◆ What the exercise asks
Every line of the data must be copied exactly.

*** Opening Material to process ***

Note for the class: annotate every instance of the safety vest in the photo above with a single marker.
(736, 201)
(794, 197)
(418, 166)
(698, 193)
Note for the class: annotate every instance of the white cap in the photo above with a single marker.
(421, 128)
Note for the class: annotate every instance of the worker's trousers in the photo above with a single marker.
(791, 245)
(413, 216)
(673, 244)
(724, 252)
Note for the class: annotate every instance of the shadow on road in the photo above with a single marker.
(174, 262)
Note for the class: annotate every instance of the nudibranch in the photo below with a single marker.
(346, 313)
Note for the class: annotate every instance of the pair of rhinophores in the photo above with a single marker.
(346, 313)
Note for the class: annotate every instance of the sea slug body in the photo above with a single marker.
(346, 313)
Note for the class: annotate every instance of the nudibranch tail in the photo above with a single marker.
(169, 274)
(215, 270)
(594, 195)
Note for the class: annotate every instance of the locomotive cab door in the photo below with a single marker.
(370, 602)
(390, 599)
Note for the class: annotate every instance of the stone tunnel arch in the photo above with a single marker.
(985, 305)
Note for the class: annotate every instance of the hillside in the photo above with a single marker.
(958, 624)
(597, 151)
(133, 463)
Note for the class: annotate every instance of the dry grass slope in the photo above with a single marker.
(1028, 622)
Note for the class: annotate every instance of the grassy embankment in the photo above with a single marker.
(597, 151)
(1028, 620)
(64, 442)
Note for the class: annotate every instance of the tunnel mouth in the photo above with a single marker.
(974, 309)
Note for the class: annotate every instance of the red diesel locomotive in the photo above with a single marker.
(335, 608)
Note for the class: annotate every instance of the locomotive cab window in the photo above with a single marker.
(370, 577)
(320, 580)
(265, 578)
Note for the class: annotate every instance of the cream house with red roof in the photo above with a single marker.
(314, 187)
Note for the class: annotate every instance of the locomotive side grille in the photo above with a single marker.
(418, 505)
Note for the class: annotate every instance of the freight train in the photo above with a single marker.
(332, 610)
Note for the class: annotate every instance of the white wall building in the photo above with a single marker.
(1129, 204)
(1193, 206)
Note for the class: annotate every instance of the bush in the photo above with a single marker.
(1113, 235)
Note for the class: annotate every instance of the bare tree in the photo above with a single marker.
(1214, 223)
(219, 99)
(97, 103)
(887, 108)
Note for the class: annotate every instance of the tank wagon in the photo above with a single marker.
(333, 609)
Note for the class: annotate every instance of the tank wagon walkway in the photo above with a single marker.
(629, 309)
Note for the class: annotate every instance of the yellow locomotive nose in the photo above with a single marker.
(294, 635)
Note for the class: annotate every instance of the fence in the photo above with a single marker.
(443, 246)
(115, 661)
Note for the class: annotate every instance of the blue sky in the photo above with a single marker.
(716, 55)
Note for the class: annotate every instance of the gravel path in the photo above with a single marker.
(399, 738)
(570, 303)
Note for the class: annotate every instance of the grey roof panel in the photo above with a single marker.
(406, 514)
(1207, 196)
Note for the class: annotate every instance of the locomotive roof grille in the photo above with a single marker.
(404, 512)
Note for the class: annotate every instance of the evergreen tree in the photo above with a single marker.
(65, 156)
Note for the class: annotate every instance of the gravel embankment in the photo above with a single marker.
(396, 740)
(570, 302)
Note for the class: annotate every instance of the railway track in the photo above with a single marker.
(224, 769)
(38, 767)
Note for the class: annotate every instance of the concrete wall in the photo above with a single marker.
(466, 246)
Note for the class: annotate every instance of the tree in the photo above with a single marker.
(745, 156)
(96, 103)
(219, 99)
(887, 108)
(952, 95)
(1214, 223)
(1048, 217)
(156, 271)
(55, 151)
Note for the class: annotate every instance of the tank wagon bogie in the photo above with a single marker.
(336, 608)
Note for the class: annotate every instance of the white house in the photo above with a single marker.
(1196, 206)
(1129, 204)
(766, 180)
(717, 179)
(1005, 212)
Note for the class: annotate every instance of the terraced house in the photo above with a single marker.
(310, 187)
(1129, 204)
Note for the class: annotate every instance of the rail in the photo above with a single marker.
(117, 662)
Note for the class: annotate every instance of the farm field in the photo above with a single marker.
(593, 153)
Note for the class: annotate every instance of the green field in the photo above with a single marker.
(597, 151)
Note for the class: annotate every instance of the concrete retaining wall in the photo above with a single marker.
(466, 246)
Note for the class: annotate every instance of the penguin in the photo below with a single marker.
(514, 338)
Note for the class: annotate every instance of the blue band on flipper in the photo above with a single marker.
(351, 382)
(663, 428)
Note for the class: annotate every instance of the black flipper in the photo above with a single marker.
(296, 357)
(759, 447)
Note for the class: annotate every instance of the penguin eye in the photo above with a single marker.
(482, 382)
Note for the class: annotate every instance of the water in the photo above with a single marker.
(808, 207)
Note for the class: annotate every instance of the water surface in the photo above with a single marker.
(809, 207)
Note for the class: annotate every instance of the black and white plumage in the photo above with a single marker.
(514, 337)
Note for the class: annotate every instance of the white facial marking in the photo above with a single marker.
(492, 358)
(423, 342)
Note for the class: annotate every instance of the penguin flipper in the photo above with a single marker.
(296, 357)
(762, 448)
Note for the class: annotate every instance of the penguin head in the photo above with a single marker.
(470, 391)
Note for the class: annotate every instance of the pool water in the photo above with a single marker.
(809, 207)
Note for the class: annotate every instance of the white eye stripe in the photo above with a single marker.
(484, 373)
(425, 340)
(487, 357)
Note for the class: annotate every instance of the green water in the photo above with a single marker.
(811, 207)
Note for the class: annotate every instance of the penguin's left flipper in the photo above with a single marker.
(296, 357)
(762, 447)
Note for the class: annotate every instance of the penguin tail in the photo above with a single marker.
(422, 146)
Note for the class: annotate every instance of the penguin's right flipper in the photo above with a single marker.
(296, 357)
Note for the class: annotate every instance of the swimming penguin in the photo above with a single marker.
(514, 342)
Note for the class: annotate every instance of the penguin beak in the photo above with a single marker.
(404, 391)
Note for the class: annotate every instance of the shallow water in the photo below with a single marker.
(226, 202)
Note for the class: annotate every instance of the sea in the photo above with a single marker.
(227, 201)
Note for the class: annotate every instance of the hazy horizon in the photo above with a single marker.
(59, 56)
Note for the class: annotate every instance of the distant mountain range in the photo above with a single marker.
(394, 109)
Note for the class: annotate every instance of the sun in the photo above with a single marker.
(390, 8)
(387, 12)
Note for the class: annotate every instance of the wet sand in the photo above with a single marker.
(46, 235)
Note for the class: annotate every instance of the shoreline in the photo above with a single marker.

*** Closing Material to process ***

◆ Task response
Note for the class: annotate every instance of the safety vest in the photo above with a single marker.
(736, 201)
(794, 197)
(418, 166)
(698, 193)
Note for the class: annotate every instance of the white cap in the photo above with a single marker.
(421, 128)
Note for the class: annotate every instance of the worker's trousers in the photo above with a single marker.
(791, 245)
(413, 216)
(673, 244)
(724, 252)
Note for the class: annotate every instance of the shadow on road in the photo above with a single marker.
(174, 262)
Note for the class: annotate every instance of the nudibranch in the photo below with a single marker.
(346, 313)
Note for the class: annotate every instance of the pair of rhinophores in the photo above with a single marker.
(346, 313)
Note for the class: annotate every instance of the sea slug body in the photo above with a single marker.
(346, 313)
Note for the class: annotate every instance of the nudibranch tail in the photo above with a single marker.
(169, 274)
(215, 270)
(594, 195)
Note for the class: annotate every instance of the locomotive cab door in the photo below with a single marker.
(370, 602)
(390, 599)
Note for the class: annotate every instance of the stone tunnel arch in the photo above with a single marker.
(985, 305)
Note for the class: annotate every instance of the hillside in the photo above with a single marker.
(958, 624)
(597, 151)
(133, 463)
Note for the class: annotate every instance of the dry grass slope in the photo above with a single marker.
(1028, 622)
Note for the class: annotate every instance of the grassy embankment in the photo above with a single marker.
(597, 151)
(1028, 620)
(64, 442)
Note for the class: annotate every instance of the tunnel mouth in the photo above with a single marker.
(974, 309)
Note for the class: annotate every instance of the red diesel locomotive in the photo above with a single marker.
(335, 608)
Note for the class: annotate every instance of the locomotive cab window in the photo above with a single marker.
(370, 577)
(320, 580)
(265, 578)
Note for the class: annotate every instance of the cream house with red roof in the photo above with a single marker.
(314, 187)
Note for the class: annotate every instance of the locomotive side grille in the photo above with a single marker.
(418, 505)
Note for the class: annotate every instance of the freight train in the photo above with a single marker.
(332, 610)
Note for the class: annotate every instance of the white wall building in the photo above with a single marker.
(1129, 204)
(1193, 206)
Note for the class: annotate every instance of the bush in the photo above with a single marker.
(1113, 235)
Note for the class: annotate every instance of the bare tree in the photo above with a single marker.
(1214, 223)
(219, 99)
(97, 103)
(887, 108)
Note for the class: annotate every instance of the tank wagon in the photo above with a single marker.
(333, 609)
Note for the class: annotate every instance of the tank wagon walkway in the photo above with a single marker.
(629, 309)
Note for the class: annotate every instance of the yellow locomotive nose in the photo above with a single marker.
(294, 635)
Note for the class: annotate every instance of the fence in the photo above with a single marker.
(443, 246)
(115, 661)
Note for the class: annotate every instance of the blue sky in the photo above with a single marker.
(716, 55)
Note for the class: annotate every instance of the gravel path in the photo above with a single marker.
(399, 738)
(570, 303)
Note for the class: annotate every instance of the grey roof panel in the photo above with a single marker.
(406, 514)
(1207, 196)
Note for the class: annotate every instance of the locomotive roof grille in the photo above with a single marker.
(404, 512)
Note for the class: annotate every instance of the evergreen tree in the photo above with a single marker.
(65, 156)
Note for the class: annotate every instance of the gravel embankment in the photo above with a single marker.
(396, 740)
(570, 302)
Note for the class: annotate every instance of the railway track in the photo above with a single marker.
(224, 769)
(38, 767)
Note for the class: annotate every instance of the concrete wall in the photo above with a single marker.
(466, 246)
Note for the class: annotate every instance of the tree in the photo above with a single marker.
(745, 156)
(96, 103)
(219, 99)
(887, 108)
(952, 95)
(1214, 223)
(1048, 217)
(156, 271)
(55, 151)
Note for the class: annotate every instance of the tank wagon bogie in the photo above with a single marker.
(336, 608)
Note for the class: annotate every instance of the white house in the photo above with a single marker.
(1196, 206)
(1129, 204)
(766, 180)
(717, 179)
(1005, 212)
Note for the class: annotate every instance of the terraced house in the photo above with a single marker.
(310, 187)
(1129, 204)
Note for the class: annotate every instance of the rail in the photo above with a single marker.
(117, 662)
Note for the class: annotate every instance of the farm field in the photo above with a single marker.
(593, 153)
Note for the class: annotate every instance of the green field in the photo above with a single marker.
(597, 151)
Note for the class: annotate every instance of the concrete retaining wall in the photo above with a single marker.
(466, 246)
Note for the class: annotate every instance of the penguin in the photo below with a single marker.
(514, 338)
Note for the class: annotate every instance of the blue band on flipper in the photo above with a single marker.
(351, 382)
(663, 428)
Note for the class: annotate every instance of the black flipper in the photo above with a single marker.
(296, 357)
(759, 447)
Note for the class: annotate every instance of the penguin eye in the photo above with a single marker.
(482, 382)
Note for the class: annotate every instance of the water in the photo above with a single marker.
(808, 207)
Note for the class: annotate every instance of the water surface in the photo above with a single marker.
(809, 207)
Note for the class: annotate every instance of the black and white plumage in the photo above with a single marker.
(514, 337)
Note for the class: annotate every instance of the white facial marking in the photo above with a single marker.
(492, 358)
(423, 342)
Note for the class: annotate every instance of the penguin flipper in the photo above with a single marker.
(296, 357)
(762, 448)
Note for the class: annotate every instance of the penguin head in the photo above with a single marker.
(470, 391)
Note for the class: annotate every instance of the pool water in the photo above with a single marker.
(809, 207)
Note for the class: annotate every instance of the white eye stripe in the photo above with a single marker.
(484, 373)
(425, 340)
(487, 357)
Note for the class: annotate every instance of the green water in the photo above with a single marker.
(811, 207)
Note for the class: annotate every instance of the penguin's left flipper in the photo above with a single marker.
(296, 357)
(762, 447)
Note for the class: annotate every instance of the penguin tail in the photo above with a single marker.
(422, 146)
Note for the class: annotate every instance of the penguin's right flipper in the photo above with a single marker.
(296, 357)
Note for the class: annotate every instance of the swimming penguin in the photo above with a single marker.
(514, 342)
Note for the class: annotate every instance of the penguin beak in the photo above with a single marker.
(404, 391)
Note for the class: annotate every instance of the shallow water in the photo below with a single marker.
(226, 202)
Note for the class: annotate every instance of the sea in the photo above with a single marker.
(227, 201)
Note for the class: annotate every instance of the hazy horizon in the photo above with a single marker.
(59, 56)
Note for the class: annotate every instance of the distant mountain range in the photo above with a single marker.
(394, 109)
Note for the class: annotate every instance of the sun in the photo above with a single marker.
(390, 8)
(387, 12)
Note for the class: annotate every instance of the wet sand in the photo above with a single marker.
(46, 235)
Note for the class: annotate every instance of the shoreline in the photo above with a single marker.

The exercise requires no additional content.